## [WORK ITEM]
Reproduce exactly the lines below, starting with the line that contains "Target phrase: orange-red wing" and ending with the last line of the records, both included, and nothing else.

»»

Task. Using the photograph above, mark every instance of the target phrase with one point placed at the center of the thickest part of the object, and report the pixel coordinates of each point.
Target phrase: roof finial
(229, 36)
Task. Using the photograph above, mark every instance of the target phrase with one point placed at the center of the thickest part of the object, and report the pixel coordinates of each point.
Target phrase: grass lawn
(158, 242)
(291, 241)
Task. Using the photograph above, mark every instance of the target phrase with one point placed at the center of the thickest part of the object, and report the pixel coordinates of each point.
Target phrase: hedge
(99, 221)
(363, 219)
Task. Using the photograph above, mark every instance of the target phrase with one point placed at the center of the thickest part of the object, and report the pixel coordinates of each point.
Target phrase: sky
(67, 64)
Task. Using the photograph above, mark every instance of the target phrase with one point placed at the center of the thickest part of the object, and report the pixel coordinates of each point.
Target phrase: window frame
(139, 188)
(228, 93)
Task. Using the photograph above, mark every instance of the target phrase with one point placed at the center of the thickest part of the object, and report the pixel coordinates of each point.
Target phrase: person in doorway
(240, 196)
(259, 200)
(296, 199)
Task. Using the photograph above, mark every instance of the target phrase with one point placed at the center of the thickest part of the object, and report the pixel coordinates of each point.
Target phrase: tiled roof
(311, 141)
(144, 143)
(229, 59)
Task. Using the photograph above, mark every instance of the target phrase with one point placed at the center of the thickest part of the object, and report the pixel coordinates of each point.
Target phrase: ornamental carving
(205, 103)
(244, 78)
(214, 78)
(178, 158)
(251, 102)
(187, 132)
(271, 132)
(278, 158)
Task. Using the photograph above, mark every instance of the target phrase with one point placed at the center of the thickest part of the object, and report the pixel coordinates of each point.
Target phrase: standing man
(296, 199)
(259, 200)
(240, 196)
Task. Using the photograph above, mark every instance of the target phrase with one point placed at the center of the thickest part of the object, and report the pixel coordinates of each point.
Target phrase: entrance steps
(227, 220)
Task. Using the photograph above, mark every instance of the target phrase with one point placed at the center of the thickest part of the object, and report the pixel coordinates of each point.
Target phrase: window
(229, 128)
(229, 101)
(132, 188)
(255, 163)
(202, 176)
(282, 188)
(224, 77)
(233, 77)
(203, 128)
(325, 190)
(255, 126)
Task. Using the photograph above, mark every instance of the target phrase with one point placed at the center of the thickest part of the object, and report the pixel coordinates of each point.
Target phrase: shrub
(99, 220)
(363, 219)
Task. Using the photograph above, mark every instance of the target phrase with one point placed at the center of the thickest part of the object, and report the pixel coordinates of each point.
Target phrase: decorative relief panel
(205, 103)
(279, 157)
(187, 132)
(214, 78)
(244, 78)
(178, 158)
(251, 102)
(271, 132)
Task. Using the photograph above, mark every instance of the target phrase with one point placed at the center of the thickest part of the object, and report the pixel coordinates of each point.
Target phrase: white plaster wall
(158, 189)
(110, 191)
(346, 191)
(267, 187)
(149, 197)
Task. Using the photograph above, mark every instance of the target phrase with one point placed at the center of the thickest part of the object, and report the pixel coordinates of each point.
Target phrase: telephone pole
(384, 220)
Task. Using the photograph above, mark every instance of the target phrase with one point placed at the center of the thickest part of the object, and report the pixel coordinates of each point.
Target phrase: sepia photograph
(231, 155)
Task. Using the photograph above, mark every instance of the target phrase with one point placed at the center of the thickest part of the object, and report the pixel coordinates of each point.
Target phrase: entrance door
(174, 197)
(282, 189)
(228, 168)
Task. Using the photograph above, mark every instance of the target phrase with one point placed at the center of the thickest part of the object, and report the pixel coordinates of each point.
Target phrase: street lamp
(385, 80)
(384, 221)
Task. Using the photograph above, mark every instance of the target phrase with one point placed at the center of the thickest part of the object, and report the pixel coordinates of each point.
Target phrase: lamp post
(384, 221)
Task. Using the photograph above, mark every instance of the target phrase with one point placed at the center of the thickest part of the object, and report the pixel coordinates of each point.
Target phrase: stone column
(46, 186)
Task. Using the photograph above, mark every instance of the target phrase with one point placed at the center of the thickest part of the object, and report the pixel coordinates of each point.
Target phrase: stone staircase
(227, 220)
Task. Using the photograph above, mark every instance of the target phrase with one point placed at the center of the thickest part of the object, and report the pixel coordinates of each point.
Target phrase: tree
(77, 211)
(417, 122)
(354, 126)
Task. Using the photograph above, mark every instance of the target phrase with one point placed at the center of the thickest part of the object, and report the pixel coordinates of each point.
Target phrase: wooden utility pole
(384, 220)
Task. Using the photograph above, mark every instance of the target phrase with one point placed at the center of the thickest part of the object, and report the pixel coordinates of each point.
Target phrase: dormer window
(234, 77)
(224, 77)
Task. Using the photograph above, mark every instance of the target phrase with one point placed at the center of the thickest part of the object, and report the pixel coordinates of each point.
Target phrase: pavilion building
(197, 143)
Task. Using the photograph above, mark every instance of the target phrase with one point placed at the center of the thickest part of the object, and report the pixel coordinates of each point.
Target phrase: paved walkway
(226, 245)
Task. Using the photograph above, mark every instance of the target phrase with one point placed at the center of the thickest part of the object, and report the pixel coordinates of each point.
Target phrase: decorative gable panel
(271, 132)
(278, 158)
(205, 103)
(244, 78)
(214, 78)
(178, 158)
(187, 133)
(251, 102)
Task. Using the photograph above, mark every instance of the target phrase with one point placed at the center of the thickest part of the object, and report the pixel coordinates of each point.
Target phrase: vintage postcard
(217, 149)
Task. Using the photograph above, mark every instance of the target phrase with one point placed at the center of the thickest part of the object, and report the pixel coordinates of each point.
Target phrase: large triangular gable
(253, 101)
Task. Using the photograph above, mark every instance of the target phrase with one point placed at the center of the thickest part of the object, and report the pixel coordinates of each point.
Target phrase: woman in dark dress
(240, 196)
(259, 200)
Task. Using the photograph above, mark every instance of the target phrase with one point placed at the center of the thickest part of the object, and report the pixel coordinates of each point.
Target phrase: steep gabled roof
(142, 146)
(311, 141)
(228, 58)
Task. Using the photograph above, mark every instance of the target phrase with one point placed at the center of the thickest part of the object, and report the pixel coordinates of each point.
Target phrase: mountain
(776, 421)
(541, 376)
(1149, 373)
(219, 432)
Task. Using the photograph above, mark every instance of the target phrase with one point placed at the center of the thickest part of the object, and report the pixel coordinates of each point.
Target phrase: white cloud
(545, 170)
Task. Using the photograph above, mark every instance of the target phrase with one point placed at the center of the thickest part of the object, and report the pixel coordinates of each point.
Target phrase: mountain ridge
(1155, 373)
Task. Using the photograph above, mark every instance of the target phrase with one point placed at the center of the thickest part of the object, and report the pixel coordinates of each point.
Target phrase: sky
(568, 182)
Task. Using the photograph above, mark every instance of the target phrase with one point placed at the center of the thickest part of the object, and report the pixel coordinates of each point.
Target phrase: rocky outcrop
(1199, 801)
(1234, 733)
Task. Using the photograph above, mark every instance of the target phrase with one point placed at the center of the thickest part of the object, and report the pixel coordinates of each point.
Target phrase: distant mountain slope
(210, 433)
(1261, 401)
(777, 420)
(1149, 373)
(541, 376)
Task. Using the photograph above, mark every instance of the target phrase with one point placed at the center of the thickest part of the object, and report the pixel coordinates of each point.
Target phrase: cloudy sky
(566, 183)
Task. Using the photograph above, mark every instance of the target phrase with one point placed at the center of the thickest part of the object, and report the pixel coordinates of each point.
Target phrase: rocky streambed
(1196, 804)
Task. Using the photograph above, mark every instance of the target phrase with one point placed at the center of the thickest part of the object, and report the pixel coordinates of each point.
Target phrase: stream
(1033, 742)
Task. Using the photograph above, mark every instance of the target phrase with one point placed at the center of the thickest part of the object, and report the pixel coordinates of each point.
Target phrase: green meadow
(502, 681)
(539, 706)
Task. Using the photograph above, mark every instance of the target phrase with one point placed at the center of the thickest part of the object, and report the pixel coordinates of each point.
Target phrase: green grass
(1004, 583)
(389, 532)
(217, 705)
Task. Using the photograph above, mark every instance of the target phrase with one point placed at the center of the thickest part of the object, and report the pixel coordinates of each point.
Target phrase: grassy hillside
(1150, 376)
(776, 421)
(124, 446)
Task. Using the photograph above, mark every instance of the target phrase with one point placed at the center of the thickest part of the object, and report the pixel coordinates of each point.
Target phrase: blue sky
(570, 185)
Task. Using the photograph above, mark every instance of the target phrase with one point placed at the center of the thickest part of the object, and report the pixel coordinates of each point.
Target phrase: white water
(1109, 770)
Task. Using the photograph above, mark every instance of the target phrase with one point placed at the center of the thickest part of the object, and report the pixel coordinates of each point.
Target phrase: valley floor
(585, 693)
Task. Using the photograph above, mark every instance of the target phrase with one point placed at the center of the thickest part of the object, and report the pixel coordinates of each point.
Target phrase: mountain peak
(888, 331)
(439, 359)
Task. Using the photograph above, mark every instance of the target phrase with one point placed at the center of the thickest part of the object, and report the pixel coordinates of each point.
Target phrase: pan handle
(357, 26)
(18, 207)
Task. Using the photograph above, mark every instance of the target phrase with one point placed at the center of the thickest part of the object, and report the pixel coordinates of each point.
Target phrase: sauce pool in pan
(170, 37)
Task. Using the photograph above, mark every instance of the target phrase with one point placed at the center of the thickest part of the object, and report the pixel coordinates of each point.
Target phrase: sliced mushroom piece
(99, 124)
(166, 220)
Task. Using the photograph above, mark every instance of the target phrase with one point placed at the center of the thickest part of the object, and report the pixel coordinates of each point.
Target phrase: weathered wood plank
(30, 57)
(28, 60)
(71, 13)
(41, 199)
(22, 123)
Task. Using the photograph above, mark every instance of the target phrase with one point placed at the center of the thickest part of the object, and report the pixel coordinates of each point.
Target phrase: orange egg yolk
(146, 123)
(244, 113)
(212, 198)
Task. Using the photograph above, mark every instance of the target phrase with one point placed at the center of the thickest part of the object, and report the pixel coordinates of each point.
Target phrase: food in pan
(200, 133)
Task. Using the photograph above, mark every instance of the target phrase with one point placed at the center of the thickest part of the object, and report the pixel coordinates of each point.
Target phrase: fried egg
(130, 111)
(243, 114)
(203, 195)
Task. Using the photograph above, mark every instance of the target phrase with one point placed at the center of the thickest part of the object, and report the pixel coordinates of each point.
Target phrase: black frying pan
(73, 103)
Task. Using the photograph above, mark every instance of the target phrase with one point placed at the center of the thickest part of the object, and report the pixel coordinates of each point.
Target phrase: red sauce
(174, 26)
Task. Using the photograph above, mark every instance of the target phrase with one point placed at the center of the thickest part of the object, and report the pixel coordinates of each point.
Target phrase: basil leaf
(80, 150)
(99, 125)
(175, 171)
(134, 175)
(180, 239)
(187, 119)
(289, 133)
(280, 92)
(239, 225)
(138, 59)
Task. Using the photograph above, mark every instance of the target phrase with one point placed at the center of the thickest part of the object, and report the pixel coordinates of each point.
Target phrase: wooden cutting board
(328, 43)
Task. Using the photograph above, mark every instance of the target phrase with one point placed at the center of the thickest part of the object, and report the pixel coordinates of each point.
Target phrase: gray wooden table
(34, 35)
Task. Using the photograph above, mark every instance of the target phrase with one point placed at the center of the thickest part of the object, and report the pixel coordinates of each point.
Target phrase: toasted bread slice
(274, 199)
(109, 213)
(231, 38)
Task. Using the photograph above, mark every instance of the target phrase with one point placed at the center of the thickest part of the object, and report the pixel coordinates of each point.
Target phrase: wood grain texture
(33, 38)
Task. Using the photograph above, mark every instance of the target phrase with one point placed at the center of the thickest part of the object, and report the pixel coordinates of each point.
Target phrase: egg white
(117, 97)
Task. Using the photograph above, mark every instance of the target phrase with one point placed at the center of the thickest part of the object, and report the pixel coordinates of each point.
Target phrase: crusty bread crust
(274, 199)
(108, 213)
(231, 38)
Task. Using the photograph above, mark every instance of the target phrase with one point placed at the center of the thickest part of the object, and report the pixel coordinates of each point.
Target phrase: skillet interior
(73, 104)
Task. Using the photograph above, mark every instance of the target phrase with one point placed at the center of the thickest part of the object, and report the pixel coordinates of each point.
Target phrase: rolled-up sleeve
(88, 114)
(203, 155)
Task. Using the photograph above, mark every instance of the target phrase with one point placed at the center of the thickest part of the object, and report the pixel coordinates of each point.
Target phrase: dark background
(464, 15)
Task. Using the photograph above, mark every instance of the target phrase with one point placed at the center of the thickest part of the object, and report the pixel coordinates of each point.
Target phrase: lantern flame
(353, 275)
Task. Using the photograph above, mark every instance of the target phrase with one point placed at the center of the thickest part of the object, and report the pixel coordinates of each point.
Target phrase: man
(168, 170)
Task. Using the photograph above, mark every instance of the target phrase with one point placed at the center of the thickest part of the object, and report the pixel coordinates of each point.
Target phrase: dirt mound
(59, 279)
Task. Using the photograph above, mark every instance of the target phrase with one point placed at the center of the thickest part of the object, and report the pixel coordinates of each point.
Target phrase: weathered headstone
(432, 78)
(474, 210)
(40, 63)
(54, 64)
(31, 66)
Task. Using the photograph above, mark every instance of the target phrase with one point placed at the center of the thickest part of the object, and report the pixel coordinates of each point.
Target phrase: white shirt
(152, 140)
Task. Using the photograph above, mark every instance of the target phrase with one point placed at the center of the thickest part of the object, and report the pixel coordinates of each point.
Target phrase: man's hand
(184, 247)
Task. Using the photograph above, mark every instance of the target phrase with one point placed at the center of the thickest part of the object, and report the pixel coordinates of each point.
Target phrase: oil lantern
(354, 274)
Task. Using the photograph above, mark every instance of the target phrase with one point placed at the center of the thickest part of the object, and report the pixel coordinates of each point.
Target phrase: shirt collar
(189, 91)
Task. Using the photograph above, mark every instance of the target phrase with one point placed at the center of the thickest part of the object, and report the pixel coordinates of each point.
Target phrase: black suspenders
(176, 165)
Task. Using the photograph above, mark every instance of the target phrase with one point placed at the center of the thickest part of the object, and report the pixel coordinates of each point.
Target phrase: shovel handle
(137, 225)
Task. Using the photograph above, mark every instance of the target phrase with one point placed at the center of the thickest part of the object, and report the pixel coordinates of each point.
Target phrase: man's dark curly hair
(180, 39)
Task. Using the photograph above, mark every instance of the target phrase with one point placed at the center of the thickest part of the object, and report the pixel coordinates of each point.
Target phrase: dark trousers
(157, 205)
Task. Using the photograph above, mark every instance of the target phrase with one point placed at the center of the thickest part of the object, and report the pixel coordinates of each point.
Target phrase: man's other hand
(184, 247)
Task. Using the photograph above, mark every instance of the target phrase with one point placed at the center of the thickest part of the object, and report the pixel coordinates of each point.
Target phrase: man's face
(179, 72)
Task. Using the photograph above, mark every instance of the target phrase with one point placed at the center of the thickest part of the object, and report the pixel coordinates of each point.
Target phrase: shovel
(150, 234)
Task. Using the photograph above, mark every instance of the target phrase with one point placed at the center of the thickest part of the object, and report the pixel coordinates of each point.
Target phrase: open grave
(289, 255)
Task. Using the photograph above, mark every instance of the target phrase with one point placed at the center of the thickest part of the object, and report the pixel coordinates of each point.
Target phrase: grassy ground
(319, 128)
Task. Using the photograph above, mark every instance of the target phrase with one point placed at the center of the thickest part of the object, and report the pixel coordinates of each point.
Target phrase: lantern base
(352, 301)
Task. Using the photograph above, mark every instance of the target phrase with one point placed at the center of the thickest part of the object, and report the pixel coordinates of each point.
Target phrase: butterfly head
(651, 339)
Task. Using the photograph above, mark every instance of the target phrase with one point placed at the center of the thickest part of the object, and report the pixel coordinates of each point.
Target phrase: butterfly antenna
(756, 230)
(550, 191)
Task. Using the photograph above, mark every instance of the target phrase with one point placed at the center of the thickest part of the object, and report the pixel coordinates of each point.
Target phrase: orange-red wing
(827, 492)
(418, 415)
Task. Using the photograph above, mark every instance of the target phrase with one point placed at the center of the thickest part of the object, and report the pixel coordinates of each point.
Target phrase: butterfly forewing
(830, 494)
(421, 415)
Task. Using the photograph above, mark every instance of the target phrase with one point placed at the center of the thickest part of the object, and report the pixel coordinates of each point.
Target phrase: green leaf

««

## [SOLUTION TO THE EXERCISE]
Target phrase: orange-red wing
(827, 492)
(418, 415)
Task. Using the photograph above, mark every instance of the target phrase with one point placed at the center of the thickest part of the object, and report the pixel coordinates of each point.
Target phrase: butterfly forewing
(830, 494)
(421, 415)
Task. Using the photograph above, mark every instance of the target phrase with one point placed at the center of the thickest part of the object, and report the pixel coordinates of each point.
Target phrase: green leaf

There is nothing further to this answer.